----- Quellenauszug

Die Grundlage der "Bibliotheca Electoralis" (= Kurfürstliche Bibliothek) legte um 1500 mit seiner Sammeltätigkeit der sächsische Kurfürst Friedrich der Weise, der zu den zentralen Herrscherpersönlichkeiten des spätmittelalterlichen Reiches zählte und von seiner Wittenberger Residenz aus enge Kontakte zu führenden Gelehrten in ganz Europa unterhielt. Mit der Aufsicht über seine in ihren Anfängen wohl vorrangig auf höfische Repräsentation ausgelegte Bibliothek beauftragte der Kurfürst 1512 seinen Rat und Hofhistoriografen Georg Spalatin (1484-1545), der als gelehrter Humanist selber zum Kreis der Wittenberger Reformatoren um Luther und Melanchthon gehörte. Spalatin gelang es, die Bibliothek zum zentralen Wissensspeicher der Wittenberger Reformatoren auszubauen. Auch unter den Nachfolgern Friedrichs des Weisen, den Kurfürsten Johann dem Beständigen (1468-1532) und Johann Friedrich dem Großmütigen (1503-1554), nahm Spalatin diese Aufgabe wahr.
In der "Bibliotheca Electoralis" spiegeln sich nicht nur die geistesgeschichtlichen Strömungen des Humanismus wider, sondern auch die vielschichtigen politischen Entwicklungen auf Reichs-, territorialer und dynastischer Ebene. So bedeutete die militärische Niederlage der im Schmalkaldischen Bund unter kursächsischer Führung zusammengeschlossenen Fürstenopposition in der Schlacht von Mühlberg (1547) für die Ernestiner nicht nur den Verlust von Kurwürde und Territorialbesitz, sondern markiert auch das Ende der "Bibliotheca Electoralis" in Wittenberg. Gemäß Wittenberger Kapitulation behielten Johann Friedrich und seine Erben ihre thüringischen Gebiete sowie bewegliche Güter, wozu auch die Bibliothek einschließlich ihrer Handschriften und Inkunabeln zählte.

----------
----- Vorliegendes Material

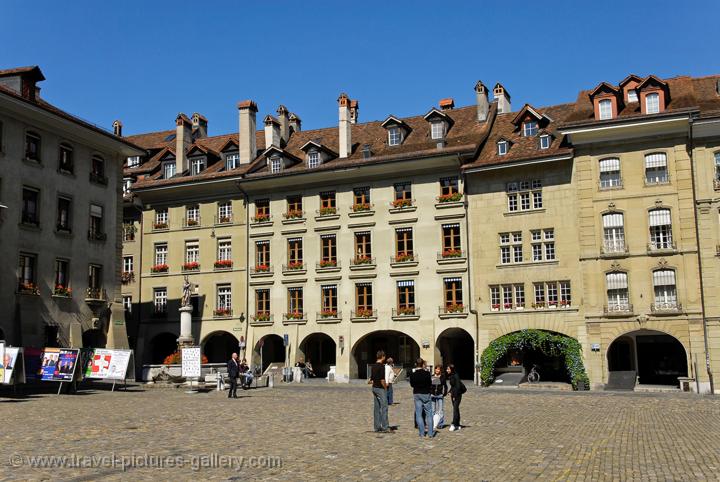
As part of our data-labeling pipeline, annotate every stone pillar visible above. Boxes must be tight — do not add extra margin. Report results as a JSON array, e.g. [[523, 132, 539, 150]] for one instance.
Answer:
[[178, 306, 195, 347]]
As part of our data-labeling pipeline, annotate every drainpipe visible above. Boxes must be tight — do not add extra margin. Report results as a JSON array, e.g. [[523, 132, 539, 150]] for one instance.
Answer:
[[458, 168, 480, 385], [688, 115, 715, 395]]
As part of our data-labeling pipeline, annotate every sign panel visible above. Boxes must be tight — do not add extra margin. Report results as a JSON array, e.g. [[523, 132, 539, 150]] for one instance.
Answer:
[[181, 346, 200, 378], [40, 348, 79, 382]]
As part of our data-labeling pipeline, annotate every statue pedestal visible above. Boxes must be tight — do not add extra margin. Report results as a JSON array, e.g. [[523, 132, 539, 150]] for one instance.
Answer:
[[178, 306, 195, 347]]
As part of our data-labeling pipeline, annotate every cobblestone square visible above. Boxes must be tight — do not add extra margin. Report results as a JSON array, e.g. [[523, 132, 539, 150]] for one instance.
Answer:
[[0, 383, 720, 480]]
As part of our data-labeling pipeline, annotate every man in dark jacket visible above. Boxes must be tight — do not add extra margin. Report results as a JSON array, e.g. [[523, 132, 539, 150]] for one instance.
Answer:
[[410, 358, 435, 437], [228, 353, 240, 398]]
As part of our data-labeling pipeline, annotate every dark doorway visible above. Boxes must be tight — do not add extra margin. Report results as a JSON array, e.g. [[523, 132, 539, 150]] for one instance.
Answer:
[[353, 330, 420, 378], [203, 331, 239, 363], [147, 333, 177, 365], [437, 328, 475, 380], [255, 335, 285, 373], [300, 333, 335, 378]]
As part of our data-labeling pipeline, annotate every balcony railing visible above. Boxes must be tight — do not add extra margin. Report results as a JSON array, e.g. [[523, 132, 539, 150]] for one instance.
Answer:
[[600, 240, 628, 254], [648, 241, 677, 253], [650, 301, 682, 313], [603, 303, 634, 316]]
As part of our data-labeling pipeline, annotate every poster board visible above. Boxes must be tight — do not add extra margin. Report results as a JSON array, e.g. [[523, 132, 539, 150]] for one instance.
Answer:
[[0, 347, 25, 385], [39, 348, 79, 382], [181, 346, 200, 378]]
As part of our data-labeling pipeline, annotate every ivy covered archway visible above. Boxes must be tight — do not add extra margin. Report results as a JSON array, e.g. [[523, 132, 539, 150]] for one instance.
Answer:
[[480, 330, 590, 390]]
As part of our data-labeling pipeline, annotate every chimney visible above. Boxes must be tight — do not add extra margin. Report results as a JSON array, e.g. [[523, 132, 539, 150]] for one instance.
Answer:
[[113, 119, 122, 137], [193, 112, 207, 139], [175, 112, 192, 176], [289, 112, 302, 133], [493, 82, 512, 114], [265, 115, 282, 149], [350, 100, 360, 124], [438, 97, 455, 110], [475, 80, 490, 122], [238, 100, 257, 164], [338, 93, 352, 158]]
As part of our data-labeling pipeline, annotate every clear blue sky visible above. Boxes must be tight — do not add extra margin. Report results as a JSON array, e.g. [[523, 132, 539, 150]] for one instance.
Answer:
[[0, 0, 720, 135]]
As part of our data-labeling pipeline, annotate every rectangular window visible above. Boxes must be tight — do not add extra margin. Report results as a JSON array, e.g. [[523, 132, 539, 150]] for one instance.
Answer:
[[55, 197, 72, 233], [153, 288, 167, 314], [22, 187, 40, 226], [218, 201, 232, 224]]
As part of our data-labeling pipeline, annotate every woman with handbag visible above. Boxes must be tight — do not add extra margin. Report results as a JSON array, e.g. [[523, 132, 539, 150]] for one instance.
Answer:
[[446, 363, 467, 432]]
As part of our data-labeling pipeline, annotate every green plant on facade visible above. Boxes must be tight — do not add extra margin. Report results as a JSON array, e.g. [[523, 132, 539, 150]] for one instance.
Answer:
[[480, 330, 590, 390]]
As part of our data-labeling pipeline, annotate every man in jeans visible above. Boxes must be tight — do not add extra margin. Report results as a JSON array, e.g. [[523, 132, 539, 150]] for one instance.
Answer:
[[368, 350, 390, 433], [410, 358, 435, 438]]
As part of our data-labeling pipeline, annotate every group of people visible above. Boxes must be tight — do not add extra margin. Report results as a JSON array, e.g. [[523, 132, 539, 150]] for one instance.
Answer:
[[227, 353, 253, 398], [368, 350, 467, 438]]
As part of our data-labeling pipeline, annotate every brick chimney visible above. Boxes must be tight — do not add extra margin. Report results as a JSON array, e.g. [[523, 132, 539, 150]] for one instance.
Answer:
[[265, 115, 282, 149], [438, 97, 455, 110], [113, 119, 122, 137], [193, 112, 207, 139], [289, 112, 302, 133], [493, 82, 512, 114], [238, 100, 257, 164], [475, 80, 490, 122], [277, 105, 290, 146], [175, 112, 192, 175], [338, 93, 352, 158], [350, 100, 360, 124]]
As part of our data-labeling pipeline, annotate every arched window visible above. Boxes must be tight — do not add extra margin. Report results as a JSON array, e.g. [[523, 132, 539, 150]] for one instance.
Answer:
[[648, 209, 673, 251]]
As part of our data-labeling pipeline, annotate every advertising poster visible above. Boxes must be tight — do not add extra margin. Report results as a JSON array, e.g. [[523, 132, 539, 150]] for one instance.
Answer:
[[182, 346, 200, 378], [40, 348, 78, 382]]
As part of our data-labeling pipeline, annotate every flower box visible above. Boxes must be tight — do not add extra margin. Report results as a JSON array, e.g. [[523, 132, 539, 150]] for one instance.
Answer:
[[352, 203, 370, 213], [150, 264, 170, 273], [437, 192, 463, 204], [214, 259, 232, 269], [392, 199, 412, 209], [283, 209, 305, 219]]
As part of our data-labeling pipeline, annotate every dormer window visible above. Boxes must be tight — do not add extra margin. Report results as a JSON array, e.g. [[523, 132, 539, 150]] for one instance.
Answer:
[[645, 92, 660, 114], [598, 99, 612, 120], [225, 152, 240, 171], [540, 134, 550, 149], [270, 156, 282, 174], [498, 141, 508, 156], [430, 121, 445, 139], [388, 127, 402, 146], [190, 157, 205, 176], [308, 151, 320, 169], [523, 120, 537, 137]]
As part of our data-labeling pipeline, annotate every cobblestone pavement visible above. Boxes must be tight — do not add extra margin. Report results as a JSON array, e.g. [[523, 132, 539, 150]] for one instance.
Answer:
[[0, 384, 720, 481]]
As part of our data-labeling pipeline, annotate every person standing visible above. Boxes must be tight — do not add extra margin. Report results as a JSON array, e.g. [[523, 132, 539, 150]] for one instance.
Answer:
[[228, 353, 240, 398], [368, 350, 390, 433], [446, 363, 467, 432], [385, 358, 395, 406], [410, 358, 435, 438], [430, 365, 447, 429]]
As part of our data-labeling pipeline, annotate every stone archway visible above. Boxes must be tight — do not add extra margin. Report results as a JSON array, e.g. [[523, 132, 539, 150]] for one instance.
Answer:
[[435, 328, 475, 380], [145, 332, 178, 364], [83, 328, 107, 348], [350, 330, 420, 378], [201, 331, 239, 363], [298, 333, 337, 378], [606, 329, 688, 389]]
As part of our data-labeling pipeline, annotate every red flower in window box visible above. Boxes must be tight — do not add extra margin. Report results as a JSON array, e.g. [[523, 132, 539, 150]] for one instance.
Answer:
[[392, 199, 412, 209], [215, 259, 232, 269], [150, 264, 170, 273], [438, 192, 463, 204]]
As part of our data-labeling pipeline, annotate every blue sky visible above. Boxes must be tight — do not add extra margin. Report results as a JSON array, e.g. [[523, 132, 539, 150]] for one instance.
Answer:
[[0, 0, 720, 135]]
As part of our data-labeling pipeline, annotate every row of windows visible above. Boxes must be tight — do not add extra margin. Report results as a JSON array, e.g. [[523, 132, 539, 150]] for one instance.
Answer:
[[20, 186, 106, 241]]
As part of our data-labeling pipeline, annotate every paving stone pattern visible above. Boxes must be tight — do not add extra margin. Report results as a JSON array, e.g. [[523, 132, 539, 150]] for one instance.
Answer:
[[0, 384, 720, 481]]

----------

▶ Ziel 1: Nenne alle Personen, die im Text über die Bibliotheca Electoralis mit Namen vorkommen.
▶ Ziel 2: Nimm den Text über die Bibliotheca Electoralis wieder auf und schreib ihn nach seinem letzten Satz weiter.
Das Material spielt dafür keine Rolle.

▶ Schriftliche Antwort 1:
- Friedrich der Weise
- Georg Spalatin
- Luther
- Melanchthon
- Johann der Beständige
- Johann Friedrich der Großmütige

▶ Schriftliche Antwort 2:
In Kisten und Fässern gelangte die Bibliothek zunächst am 27. Juni 1547 nach Weimar, wo die Söhne Johann Friedrichs residierten. Die Behältnisse wurden unausgepackt bis auf weiteres ins dortige Franziskanerkloster gestellt. Nach langwierigen brieflichen Verhandlungen zwischen Johann Friedrich und seinen Söhnen und Räten wurde die Bibliothek am 22. August 1549 in das Dominikanerkloster St. Pauli nach Jena transportiert. Der Umfang der nach Jena gelangten Drucke und Handschriften beläuft sich auf ca. 1.500 Bände.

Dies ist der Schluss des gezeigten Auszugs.